[Given task]
Copy out all of the entries below word for word, but leave the images out of your answer.

[Labeled region entries]
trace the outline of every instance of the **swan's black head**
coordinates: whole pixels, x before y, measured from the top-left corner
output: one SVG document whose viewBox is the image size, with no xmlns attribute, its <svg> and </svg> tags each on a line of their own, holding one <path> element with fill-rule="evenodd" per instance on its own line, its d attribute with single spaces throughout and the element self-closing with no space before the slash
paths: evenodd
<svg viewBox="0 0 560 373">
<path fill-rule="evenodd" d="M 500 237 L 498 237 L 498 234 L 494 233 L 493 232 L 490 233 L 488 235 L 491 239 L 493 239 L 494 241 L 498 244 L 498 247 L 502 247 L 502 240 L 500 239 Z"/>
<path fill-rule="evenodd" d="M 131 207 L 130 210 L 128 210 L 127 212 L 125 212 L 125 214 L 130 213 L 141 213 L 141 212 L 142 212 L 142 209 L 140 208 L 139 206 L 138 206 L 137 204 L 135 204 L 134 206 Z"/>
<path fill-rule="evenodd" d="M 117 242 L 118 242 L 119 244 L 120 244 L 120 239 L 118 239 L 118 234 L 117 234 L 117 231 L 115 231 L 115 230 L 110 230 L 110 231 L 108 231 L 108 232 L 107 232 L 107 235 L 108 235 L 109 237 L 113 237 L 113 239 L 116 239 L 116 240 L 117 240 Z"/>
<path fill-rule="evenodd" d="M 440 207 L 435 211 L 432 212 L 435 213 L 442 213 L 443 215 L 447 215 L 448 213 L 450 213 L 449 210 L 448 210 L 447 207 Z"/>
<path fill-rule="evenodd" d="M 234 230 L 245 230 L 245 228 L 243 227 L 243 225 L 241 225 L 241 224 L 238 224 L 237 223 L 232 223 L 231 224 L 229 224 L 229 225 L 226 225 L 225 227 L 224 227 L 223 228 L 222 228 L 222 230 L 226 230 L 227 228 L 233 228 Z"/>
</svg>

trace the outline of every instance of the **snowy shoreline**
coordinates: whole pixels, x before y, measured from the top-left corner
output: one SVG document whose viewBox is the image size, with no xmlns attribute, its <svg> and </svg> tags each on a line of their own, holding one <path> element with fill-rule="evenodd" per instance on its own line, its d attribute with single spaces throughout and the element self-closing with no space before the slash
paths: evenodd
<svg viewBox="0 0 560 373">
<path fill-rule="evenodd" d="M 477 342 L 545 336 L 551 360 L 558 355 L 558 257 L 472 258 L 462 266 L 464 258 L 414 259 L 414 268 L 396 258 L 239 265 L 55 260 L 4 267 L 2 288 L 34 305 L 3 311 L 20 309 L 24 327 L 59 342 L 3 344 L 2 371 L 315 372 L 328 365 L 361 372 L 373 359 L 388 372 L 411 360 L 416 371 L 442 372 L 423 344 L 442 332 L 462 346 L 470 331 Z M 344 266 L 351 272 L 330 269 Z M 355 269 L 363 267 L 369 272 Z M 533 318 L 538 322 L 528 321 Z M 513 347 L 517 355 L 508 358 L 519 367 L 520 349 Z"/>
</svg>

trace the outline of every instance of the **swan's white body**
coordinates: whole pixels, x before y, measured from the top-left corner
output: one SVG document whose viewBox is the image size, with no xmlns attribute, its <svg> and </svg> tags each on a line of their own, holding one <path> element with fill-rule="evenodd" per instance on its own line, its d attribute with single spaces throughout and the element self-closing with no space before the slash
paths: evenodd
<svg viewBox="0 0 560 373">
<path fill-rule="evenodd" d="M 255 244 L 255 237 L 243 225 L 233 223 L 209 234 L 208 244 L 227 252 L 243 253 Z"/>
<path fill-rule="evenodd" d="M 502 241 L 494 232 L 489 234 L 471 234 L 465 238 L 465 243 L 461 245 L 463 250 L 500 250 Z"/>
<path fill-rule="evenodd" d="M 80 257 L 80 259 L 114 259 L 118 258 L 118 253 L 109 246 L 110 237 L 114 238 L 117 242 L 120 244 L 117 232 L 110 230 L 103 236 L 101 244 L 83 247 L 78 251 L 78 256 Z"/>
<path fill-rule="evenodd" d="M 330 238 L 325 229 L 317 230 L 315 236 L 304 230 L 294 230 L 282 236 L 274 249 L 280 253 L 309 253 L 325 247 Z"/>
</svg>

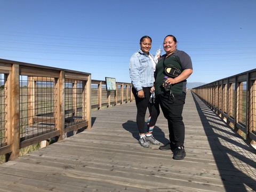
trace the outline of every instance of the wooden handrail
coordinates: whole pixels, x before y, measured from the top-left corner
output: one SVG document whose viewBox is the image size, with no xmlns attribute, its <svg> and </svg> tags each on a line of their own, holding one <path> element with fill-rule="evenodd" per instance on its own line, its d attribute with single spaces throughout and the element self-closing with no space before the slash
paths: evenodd
<svg viewBox="0 0 256 192">
<path fill-rule="evenodd" d="M 22 148 L 51 138 L 62 140 L 68 132 L 91 127 L 92 109 L 133 101 L 131 83 L 116 82 L 116 91 L 107 91 L 105 81 L 91 77 L 0 59 L 0 155 L 12 160 Z"/>
<path fill-rule="evenodd" d="M 192 91 L 247 141 L 256 143 L 256 69 Z"/>
</svg>

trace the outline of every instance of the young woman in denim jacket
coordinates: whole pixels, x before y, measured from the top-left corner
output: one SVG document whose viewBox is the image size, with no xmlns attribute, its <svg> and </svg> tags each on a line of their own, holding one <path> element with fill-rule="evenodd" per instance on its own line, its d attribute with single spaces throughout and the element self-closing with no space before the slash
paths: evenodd
<svg viewBox="0 0 256 192">
<path fill-rule="evenodd" d="M 151 42 L 152 39 L 148 36 L 141 37 L 140 49 L 132 55 L 129 63 L 130 76 L 133 85 L 132 91 L 137 108 L 136 122 L 140 133 L 139 143 L 143 147 L 149 147 L 149 143 L 160 145 L 152 134 L 159 114 L 159 108 L 156 101 L 154 101 L 155 102 L 149 101 L 154 91 L 154 72 L 156 66 L 154 55 L 149 53 Z M 150 115 L 145 134 L 145 116 L 147 108 Z"/>
</svg>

[Full solution]
trace the outline of every instance of the **swan's black head**
coordinates: whole pixels, x before y, measured from the top-left corner
output: one SVG document whose viewBox is the image size, with no xmlns attribute, its <svg> and </svg> tags each on a line of their own, holding one <path> element with fill-rule="evenodd" per instance on its own line, its d attribute with single spaces throughout and the element self-closing with no space before the slash
paths: evenodd
<svg viewBox="0 0 560 373">
<path fill-rule="evenodd" d="M 500 237 L 498 237 L 498 234 L 494 233 L 493 232 L 490 233 L 488 235 L 491 239 L 493 239 L 494 241 L 498 244 L 498 247 L 502 247 L 502 240 L 500 239 Z"/>
<path fill-rule="evenodd" d="M 131 207 L 130 210 L 128 210 L 127 212 L 125 212 L 125 214 L 130 213 L 141 213 L 141 212 L 142 212 L 142 209 L 140 208 L 139 206 L 138 206 L 137 204 L 135 204 L 134 206 Z"/>
<path fill-rule="evenodd" d="M 117 242 L 118 242 L 119 244 L 120 244 L 120 239 L 118 239 L 118 234 L 117 234 L 117 231 L 115 231 L 115 230 L 110 230 L 110 231 L 108 231 L 108 232 L 107 232 L 107 235 L 108 235 L 109 237 L 113 237 L 113 239 L 116 239 L 116 240 L 117 240 Z"/>
<path fill-rule="evenodd" d="M 440 207 L 435 211 L 432 212 L 435 213 L 442 213 L 443 215 L 447 215 L 448 213 L 450 213 L 449 210 L 448 210 L 447 207 Z"/>
<path fill-rule="evenodd" d="M 234 230 L 245 230 L 245 228 L 243 227 L 243 225 L 241 225 L 241 224 L 238 224 L 237 223 L 232 223 L 231 224 L 229 224 L 229 225 L 226 225 L 225 227 L 224 227 L 223 228 L 222 228 L 222 230 L 226 230 L 227 228 L 233 228 Z"/>
</svg>

trace the outline of every instance of the **snowy shoreline**
coordinates: whole pixels, x before y, measured from the top-left corner
output: one SVG document whose viewBox is the image size, with no xmlns attribute, its <svg> and </svg> tags each on a line of their own, holding one <path> element with fill-rule="evenodd" per instance on its own line, its d attribute with single spaces throughout and the element self-closing with no space before the slash
paths: evenodd
<svg viewBox="0 0 560 373">
<path fill-rule="evenodd" d="M 477 342 L 545 336 L 551 360 L 558 355 L 558 257 L 472 258 L 462 266 L 464 258 L 414 259 L 414 268 L 396 258 L 239 265 L 55 260 L 4 267 L 2 288 L 34 305 L 3 311 L 20 309 L 24 327 L 59 342 L 3 344 L 2 371 L 315 372 L 328 365 L 361 372 L 373 359 L 388 372 L 411 360 L 416 371 L 442 372 L 423 344 L 442 332 L 462 346 L 470 331 Z M 344 266 L 351 272 L 330 269 Z M 355 269 L 363 267 L 369 272 Z M 533 318 L 538 322 L 528 321 Z M 513 347 L 517 355 L 508 358 L 519 367 L 520 349 Z"/>
</svg>

trace the outline of every instance of the **swan's white body**
coordinates: whole pixels, x before y, measured from the top-left corner
output: one SVG document whose viewBox is the image size, with no xmlns attribute, its <svg> and </svg> tags each on a line of their own, holding one <path> element with fill-rule="evenodd" per instance on its own line, its d attribute with single spaces throughout and the element self-closing with no space before the slash
paths: evenodd
<svg viewBox="0 0 560 373">
<path fill-rule="evenodd" d="M 255 244 L 255 237 L 243 225 L 233 223 L 209 234 L 208 244 L 227 252 L 243 253 Z"/>
<path fill-rule="evenodd" d="M 502 241 L 494 232 L 489 234 L 471 234 L 465 238 L 465 243 L 461 245 L 463 250 L 500 250 Z"/>
<path fill-rule="evenodd" d="M 80 257 L 80 259 L 114 259 L 118 258 L 118 253 L 109 246 L 110 237 L 114 238 L 117 242 L 120 244 L 117 232 L 110 230 L 103 236 L 101 244 L 83 247 L 78 251 L 78 256 Z"/>
<path fill-rule="evenodd" d="M 330 238 L 325 229 L 317 230 L 315 236 L 304 230 L 294 230 L 282 236 L 274 249 L 280 253 L 309 253 L 325 247 Z"/>
</svg>

trace the outline of every instance of the wooden handrail
coordinates: whole pixels, x before y, measured from the top-left corner
output: one SVG document whose viewBox is the image size, with no xmlns attribute, its <svg> and </svg> tags each on a line of their own, holding one <path> element with fill-rule="evenodd" per instance on its own line, its d attribute with single spaces throughout and the element self-closing with no space before the slash
paths: evenodd
<svg viewBox="0 0 256 192">
<path fill-rule="evenodd" d="M 22 148 L 51 138 L 62 140 L 68 132 L 91 127 L 92 109 L 133 101 L 131 83 L 116 82 L 116 91 L 107 91 L 105 81 L 91 77 L 0 59 L 0 155 L 12 160 Z"/>
<path fill-rule="evenodd" d="M 192 91 L 247 141 L 256 143 L 256 69 Z"/>
</svg>

trace the outline of every instance of the young woman in denim jacket
coordinates: whole pixels, x before y, measured from the top-left corner
output: one SVG document whose viewBox is the image size, with no xmlns attribute, its <svg> and </svg> tags each on a line of their own, holding one <path> element with fill-rule="evenodd" per instance on its own line, its d attribute with single spaces throughout and the element self-closing with no space before the slash
paths: evenodd
<svg viewBox="0 0 256 192">
<path fill-rule="evenodd" d="M 151 42 L 152 39 L 148 36 L 141 37 L 140 49 L 132 55 L 129 63 L 130 76 L 133 85 L 132 91 L 137 108 L 136 122 L 140 133 L 139 143 L 143 147 L 149 147 L 149 143 L 160 145 L 152 134 L 159 114 L 159 108 L 156 101 L 154 101 L 155 102 L 149 101 L 154 91 L 154 72 L 156 66 L 154 55 L 149 53 Z M 150 115 L 145 134 L 145 116 L 147 108 Z"/>
</svg>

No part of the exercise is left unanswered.